-- begin INPUT ROWS --
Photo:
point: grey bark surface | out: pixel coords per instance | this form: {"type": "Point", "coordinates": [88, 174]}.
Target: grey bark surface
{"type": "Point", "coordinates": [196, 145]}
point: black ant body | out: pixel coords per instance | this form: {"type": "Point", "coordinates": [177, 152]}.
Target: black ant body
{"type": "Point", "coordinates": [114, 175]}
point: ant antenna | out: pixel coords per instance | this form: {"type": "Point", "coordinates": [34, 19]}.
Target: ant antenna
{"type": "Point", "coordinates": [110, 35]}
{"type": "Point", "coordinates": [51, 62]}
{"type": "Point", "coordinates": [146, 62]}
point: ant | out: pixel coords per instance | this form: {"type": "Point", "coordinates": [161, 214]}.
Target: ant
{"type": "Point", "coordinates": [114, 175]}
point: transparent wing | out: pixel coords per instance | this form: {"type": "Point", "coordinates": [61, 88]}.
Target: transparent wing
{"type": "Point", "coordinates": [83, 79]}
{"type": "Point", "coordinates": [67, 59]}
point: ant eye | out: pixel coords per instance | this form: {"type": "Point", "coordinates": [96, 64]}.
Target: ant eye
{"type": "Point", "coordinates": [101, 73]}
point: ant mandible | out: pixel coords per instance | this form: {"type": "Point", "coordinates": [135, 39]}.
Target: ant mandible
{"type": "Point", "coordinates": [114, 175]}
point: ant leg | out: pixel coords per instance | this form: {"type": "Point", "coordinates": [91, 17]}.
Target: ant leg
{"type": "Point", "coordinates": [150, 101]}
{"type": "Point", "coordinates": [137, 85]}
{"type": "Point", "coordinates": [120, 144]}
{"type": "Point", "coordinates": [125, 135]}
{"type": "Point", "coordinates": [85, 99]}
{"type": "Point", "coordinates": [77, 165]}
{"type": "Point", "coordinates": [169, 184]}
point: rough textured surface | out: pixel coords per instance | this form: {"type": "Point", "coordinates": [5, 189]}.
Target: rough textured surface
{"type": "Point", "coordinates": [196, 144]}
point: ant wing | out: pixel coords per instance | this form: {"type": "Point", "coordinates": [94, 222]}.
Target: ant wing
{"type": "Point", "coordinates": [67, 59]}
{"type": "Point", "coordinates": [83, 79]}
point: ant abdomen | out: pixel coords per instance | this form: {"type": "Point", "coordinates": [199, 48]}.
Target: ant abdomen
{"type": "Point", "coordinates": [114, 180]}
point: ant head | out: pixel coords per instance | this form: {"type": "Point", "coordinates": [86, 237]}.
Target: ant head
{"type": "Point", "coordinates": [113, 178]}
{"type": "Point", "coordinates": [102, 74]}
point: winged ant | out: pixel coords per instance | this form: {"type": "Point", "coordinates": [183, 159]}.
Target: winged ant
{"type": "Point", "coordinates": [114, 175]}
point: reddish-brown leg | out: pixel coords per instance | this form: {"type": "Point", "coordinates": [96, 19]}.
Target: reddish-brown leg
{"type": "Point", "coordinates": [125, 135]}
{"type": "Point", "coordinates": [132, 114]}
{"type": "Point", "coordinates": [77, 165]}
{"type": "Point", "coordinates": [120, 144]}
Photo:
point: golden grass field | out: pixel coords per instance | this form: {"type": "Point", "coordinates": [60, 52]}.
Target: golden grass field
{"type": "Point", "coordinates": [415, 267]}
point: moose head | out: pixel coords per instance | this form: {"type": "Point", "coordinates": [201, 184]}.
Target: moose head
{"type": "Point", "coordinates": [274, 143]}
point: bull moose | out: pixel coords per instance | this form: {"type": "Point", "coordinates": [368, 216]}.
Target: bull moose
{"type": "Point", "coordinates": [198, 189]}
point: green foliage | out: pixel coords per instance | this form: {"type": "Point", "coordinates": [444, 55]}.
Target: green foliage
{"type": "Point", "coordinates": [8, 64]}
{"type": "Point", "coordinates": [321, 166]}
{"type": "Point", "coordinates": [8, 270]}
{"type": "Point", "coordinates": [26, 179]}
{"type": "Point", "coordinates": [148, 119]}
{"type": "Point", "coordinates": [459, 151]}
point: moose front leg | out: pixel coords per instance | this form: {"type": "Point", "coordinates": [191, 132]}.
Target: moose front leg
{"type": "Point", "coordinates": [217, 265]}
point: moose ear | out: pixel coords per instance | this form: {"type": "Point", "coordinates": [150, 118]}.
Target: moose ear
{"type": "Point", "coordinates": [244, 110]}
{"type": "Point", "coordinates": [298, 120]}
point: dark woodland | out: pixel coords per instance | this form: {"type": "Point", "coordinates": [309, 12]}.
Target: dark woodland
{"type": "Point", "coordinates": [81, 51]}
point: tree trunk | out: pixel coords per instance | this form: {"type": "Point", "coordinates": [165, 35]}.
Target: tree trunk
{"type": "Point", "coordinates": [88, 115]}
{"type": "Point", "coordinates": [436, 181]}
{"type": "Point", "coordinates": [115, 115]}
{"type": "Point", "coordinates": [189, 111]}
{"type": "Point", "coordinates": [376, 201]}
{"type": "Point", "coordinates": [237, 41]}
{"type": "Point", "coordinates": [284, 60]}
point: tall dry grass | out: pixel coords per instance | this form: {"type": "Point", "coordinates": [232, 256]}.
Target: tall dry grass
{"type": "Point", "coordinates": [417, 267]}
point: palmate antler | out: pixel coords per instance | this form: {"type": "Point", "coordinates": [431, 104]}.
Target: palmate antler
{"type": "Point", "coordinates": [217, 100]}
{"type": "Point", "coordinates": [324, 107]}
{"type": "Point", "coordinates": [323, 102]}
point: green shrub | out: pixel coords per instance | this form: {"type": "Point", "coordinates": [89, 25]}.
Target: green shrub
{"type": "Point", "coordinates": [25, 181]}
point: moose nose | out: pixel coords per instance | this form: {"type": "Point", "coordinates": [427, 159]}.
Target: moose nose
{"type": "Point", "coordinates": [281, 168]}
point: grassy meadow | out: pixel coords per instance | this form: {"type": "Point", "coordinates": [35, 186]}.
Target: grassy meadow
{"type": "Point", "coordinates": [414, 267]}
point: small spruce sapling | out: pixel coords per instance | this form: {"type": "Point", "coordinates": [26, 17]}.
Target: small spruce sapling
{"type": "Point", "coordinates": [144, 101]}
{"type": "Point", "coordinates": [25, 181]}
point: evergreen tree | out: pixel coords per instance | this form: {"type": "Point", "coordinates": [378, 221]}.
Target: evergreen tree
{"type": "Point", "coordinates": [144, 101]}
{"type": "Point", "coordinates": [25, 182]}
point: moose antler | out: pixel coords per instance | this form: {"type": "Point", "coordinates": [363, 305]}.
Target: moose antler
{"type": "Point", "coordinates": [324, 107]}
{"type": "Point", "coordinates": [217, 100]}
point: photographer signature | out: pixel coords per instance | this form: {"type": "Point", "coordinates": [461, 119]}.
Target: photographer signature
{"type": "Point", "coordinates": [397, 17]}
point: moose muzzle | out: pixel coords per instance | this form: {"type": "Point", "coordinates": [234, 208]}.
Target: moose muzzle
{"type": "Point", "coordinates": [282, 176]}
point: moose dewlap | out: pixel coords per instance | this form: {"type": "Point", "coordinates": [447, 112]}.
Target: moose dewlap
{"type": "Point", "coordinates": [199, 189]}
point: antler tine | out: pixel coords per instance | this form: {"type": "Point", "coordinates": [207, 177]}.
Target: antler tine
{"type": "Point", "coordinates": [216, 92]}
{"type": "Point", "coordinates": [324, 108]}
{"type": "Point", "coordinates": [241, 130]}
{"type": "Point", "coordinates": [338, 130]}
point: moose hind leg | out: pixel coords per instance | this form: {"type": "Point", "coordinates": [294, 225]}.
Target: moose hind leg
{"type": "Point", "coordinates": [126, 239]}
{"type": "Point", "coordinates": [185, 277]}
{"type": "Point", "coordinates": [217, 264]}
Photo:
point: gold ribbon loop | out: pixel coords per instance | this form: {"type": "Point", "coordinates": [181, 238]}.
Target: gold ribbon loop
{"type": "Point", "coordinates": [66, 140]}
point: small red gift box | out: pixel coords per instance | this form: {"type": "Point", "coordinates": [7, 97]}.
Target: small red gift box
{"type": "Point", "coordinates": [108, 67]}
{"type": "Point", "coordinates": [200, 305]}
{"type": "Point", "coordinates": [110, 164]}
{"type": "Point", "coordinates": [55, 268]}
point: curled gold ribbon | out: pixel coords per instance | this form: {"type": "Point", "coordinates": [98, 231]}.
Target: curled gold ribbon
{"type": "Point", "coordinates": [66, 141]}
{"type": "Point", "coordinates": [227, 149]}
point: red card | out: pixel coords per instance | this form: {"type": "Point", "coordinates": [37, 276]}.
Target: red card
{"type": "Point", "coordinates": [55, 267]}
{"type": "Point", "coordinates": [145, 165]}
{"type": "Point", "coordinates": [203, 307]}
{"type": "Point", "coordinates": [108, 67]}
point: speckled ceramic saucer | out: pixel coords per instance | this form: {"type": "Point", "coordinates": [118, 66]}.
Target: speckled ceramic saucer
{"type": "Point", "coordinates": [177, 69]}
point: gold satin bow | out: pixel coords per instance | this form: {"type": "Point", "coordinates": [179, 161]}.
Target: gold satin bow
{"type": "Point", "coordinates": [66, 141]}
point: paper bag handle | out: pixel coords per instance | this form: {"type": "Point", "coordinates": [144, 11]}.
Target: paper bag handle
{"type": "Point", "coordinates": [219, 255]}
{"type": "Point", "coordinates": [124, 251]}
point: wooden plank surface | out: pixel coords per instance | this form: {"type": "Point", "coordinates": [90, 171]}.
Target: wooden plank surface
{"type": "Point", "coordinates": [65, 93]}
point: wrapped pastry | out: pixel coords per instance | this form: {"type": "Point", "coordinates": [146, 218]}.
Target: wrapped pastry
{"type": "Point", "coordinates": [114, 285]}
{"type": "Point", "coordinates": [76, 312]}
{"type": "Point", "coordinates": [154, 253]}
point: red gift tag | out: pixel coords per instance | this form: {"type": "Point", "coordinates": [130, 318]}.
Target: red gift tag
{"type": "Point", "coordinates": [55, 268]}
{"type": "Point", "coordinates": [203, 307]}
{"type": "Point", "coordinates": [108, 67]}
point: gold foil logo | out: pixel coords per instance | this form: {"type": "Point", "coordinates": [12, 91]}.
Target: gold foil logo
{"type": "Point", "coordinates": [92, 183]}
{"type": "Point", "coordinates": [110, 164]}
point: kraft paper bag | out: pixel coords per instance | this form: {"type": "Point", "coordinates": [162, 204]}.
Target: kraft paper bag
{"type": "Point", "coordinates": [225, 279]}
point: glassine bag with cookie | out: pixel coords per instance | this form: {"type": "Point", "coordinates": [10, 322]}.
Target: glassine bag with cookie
-- end INPUT ROWS --
TASK DESCRIPTION
In the listing above, find the line containing "point: speckled ceramic" and please quote exactly that line through the last one, and no other lines.

ANSWER FOR THIS EXERCISE
point: speckled ceramic saucer | out: pixel coords per instance | this form: {"type": "Point", "coordinates": [118, 66]}.
Target: speckled ceramic saucer
{"type": "Point", "coordinates": [177, 69]}
point: gold satin bow | out: pixel coords per instance | this form: {"type": "Point", "coordinates": [179, 161]}.
Target: gold satin bow
{"type": "Point", "coordinates": [66, 141]}
point: paper bag handle | out: pixel coords per instance | this form: {"type": "Point", "coordinates": [144, 11]}.
Target: paper bag handle
{"type": "Point", "coordinates": [219, 255]}
{"type": "Point", "coordinates": [124, 251]}
point: wooden plank surface | out: pixel coords per instance | this form: {"type": "Point", "coordinates": [90, 171]}.
Target: wooden plank surface
{"type": "Point", "coordinates": [65, 93]}
point: wrapped pastry | out: pixel coords per instance | this form: {"type": "Point", "coordinates": [146, 218]}.
Target: wrapped pastry
{"type": "Point", "coordinates": [114, 285]}
{"type": "Point", "coordinates": [76, 312]}
{"type": "Point", "coordinates": [154, 253]}
point: red gift tag | out: pixel coords per instance | this form: {"type": "Point", "coordinates": [130, 318]}.
Target: red gift tag
{"type": "Point", "coordinates": [55, 268]}
{"type": "Point", "coordinates": [203, 307]}
{"type": "Point", "coordinates": [108, 67]}
point: gold foil logo | out: pixel coords per instance | this form: {"type": "Point", "coordinates": [12, 91]}.
Target: gold foil logo
{"type": "Point", "coordinates": [92, 183]}
{"type": "Point", "coordinates": [110, 164]}
point: kraft paper bag | out: pixel coords per instance | this form: {"type": "Point", "coordinates": [162, 204]}.
Target: kraft paper bag
{"type": "Point", "coordinates": [225, 279]}
point: glassine bag with cookie | out: pixel coords per instance | this form: {"type": "Point", "coordinates": [10, 322]}.
Target: glassine bag with cookie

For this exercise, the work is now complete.